Set task: Exactly reproduce the line that contains "If you could mark the sleeveless" and all lines after it in the entries below, through the very last line.

Records from a data source
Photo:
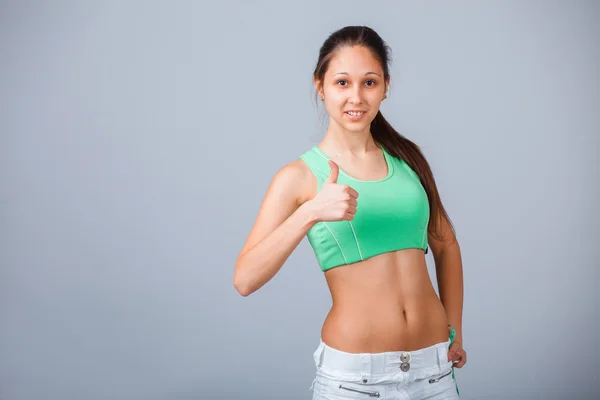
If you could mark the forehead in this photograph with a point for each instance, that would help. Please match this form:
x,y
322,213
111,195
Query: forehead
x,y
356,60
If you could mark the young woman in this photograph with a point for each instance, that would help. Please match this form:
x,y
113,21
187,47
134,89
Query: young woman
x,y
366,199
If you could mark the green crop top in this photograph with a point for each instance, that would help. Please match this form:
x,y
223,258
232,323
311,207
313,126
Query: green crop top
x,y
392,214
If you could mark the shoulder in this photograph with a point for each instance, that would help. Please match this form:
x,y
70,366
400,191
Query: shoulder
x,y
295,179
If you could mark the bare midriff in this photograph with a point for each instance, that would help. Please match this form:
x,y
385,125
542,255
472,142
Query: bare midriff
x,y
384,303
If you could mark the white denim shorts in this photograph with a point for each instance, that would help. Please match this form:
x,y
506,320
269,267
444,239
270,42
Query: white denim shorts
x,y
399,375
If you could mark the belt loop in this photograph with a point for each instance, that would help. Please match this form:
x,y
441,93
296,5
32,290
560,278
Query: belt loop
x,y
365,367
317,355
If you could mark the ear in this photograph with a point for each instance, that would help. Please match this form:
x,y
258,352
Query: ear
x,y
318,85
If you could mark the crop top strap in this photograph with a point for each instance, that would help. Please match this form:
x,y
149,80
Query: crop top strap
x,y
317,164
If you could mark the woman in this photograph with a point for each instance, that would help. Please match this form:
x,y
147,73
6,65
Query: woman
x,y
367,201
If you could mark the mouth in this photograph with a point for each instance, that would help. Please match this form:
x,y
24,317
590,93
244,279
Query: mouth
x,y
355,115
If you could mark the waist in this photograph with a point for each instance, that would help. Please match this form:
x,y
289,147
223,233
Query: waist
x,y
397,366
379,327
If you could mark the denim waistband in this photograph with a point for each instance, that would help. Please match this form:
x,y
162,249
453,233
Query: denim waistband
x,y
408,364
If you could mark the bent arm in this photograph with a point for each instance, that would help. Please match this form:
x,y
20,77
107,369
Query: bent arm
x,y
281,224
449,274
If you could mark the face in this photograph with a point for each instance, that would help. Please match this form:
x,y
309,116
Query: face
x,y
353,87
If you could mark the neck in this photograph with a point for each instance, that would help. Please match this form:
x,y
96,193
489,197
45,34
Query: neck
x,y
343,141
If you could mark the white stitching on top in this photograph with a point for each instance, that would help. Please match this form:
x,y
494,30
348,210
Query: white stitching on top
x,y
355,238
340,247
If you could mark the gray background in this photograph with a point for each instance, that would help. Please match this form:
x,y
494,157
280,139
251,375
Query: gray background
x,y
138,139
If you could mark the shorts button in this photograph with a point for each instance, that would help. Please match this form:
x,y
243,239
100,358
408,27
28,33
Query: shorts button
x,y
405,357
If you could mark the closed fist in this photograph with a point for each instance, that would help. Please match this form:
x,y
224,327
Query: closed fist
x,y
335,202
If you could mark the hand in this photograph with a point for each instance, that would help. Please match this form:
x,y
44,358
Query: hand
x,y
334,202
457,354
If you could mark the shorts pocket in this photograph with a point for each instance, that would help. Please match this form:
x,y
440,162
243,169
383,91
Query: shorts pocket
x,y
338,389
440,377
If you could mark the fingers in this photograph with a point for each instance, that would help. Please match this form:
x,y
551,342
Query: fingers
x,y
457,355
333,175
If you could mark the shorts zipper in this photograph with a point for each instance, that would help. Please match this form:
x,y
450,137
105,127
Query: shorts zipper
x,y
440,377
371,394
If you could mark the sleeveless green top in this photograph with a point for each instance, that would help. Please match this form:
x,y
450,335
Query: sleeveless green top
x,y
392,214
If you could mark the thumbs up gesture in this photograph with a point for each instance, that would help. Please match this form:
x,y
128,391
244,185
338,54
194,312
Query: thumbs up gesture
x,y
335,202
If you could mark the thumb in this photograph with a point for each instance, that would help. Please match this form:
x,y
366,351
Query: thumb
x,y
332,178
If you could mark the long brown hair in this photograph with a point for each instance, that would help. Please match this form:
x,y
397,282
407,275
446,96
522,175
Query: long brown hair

Complete answer:
If you could mark the sleeveless green top in this photograph with a point for each instance, that would help. Please match this form:
x,y
450,335
Query: sleeveless green top
x,y
392,214
If you could mark the thumbs up gesture in this photograph with a point for each instance, that would help. Please match this form:
x,y
128,391
244,185
338,54
194,312
Query: thumbs up gesture
x,y
335,202
If you could mark the thumb in this photograph with a point for each instance, that would help. Please match this form:
x,y
366,351
Query: thumb
x,y
332,178
If you could mark the long brown hair in this photograph with a point for each instance, that would help. Please match this form:
x,y
397,282
407,275
446,96
522,175
Query: long brown hair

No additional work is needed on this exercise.